▸ TEXTE FOURNI:
Bulletin, juin 2019

Europe : paysage après la bataille (électorale)

par Cédric Leterme
chercheur-formateur au Groupe de recherche pour une stratégie économique alternative (GRESEA)

Le 26 mai dernier, les citoyens de l’Union européenne étaient appelés à voter pour renouveler les membres du Parlement européen. Seule institution composée de représentants élus au suffrage universel direct, le Parlement est toutefois la moins influente des cinq institutions clés de l’UE [1] , même si ses pouvoirs ont été renforcés au fil du temps. Aujourd’hui, le Parlement a ainsi un pouvoir de codécision avec le Conseil dans toute une série de domaines, parmi lesquels l’attribution des différents postes décisionnels de l’UE, dont la Commission, la Présidence, etc.

L’élection des eurodéputés reste ainsi généralement marquée par une forte abstention - près d’un Européen sur deux ne s’est pas rendu aux urnes - et le scrutin est très largement dominé par des enjeux étroitement nationaux, même si, là encore, la situation tend à évoluer. En effet, en particulier depuis la crise de 2008, la « construction européenne » ne va plus de soi. Longtemps régie par un consensus si large qu’il semblait exclure le moindre débat politique un peu consistant, l’Europe est aujourd’hui contestée à la fois dans son fonctionnement et dans ses fondements. Signe des temps, les deux groupes politiques historiquement dominants au sein du Parlement – le Parti populaire européen (PPE, droite conservatrice) et l’Alliance progressiste des socialistes et démocrates (S&D, centre-gauche) – ne représentent plus la majorité des sièges. Pour la première fois depuis les premières élections européennes, en 1979, ils devront compter avec au moins un autre groupe, ce qui fait déjà l’objet d’âpres marchandages.

▸ DONNÉES:
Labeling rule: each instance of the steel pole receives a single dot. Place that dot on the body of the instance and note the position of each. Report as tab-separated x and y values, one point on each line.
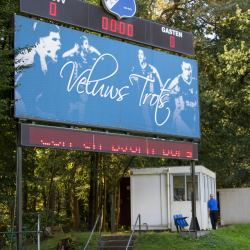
112	214
19	197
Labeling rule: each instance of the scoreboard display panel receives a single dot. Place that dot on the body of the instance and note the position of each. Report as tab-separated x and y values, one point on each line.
82	79
75	139
92	17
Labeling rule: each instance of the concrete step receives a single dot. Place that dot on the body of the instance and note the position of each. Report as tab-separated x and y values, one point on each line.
118	237
119	243
116	242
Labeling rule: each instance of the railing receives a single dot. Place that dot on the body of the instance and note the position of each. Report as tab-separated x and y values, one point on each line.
138	217
26	232
98	218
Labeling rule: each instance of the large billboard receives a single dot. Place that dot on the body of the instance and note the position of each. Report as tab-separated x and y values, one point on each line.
83	79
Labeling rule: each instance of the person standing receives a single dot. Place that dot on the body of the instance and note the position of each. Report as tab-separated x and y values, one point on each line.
183	89
213	211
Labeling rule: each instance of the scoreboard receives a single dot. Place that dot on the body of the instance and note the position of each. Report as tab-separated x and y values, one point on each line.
92	17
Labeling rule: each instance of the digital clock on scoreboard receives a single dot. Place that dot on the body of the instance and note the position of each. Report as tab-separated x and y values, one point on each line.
92	17
76	139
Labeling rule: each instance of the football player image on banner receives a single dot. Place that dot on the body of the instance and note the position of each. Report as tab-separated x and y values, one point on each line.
45	45
82	79
185	95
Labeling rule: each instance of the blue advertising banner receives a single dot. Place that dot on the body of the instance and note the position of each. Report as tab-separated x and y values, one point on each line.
83	79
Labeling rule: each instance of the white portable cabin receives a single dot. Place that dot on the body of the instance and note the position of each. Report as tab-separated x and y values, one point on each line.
234	205
159	193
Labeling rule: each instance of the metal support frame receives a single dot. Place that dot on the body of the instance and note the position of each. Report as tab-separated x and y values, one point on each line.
112	198
19	190
194	222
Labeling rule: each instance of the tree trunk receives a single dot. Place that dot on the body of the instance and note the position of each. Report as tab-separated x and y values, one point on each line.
104	203
52	205
115	198
118	208
25	196
58	202
75	208
44	197
34	198
67	199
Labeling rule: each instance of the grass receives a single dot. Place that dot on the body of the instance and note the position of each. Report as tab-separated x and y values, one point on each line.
51	243
235	237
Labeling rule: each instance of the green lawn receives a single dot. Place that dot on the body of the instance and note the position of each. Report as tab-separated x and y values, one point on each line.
233	237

▸ EXERCICES:
1. Recopiez fidèlement, dans le texte sur les élections européennes, le passage qui va de « Bulletin, juin 2019 » jusqu'à « économique alternative (GRESEA) ».
2. D'après le texte sur les élections européennes, pourquoi le PPE et le S&D devront-ils désormais compter avec au moins un autre groupe au Parlement ? Répondez en une à trois phrases.
3. Poursuivez la rédaction du texte sur les élections européennes à partir de sa dernière phrase.

▸ RÉPONSES:
1.
Bulletin, juin 2019

Europe : paysage après la bataille (électorale)

par Cédric Leterme
chercheur-formateur au Groupe de recherche pour une stratégie économique alternative (GRESEA)

2. Le PPE et le S&D, les deux groupes historiquement dominants, ne représentent plus à eux seuls la majorité des sièges au Parlement européen. Pour la première fois depuis les premières élections européennes de 1979, ils doivent donc s'appuyer sur au moins un autre groupe.

3.
Un péril « populiste » plus ou moins contenu… pour l’instant

Un des enjeux majeurs de ce scrutin consistait toutefois surtout à évaluer le poids électoral des forces maladroitement qualifiées de « populistes » et « d’eurosceptiques », ainsi que leur capacité future à peser – voire même à bloquer – le fonctionnement de l’Union. Les résultats en France et en Italie étaient particulièrement scrutés, dans ce contexte, dans la mesure où le Premier ministre italien Matteo Salvini et Marine Le Pen en France se faisaient les chantres d’une vaste alliance des forces d’extrême droite destinée à opposer au « mondialisme » européen, un nationalisme identitaire centré essentiellement sur le rejet de l’immigration.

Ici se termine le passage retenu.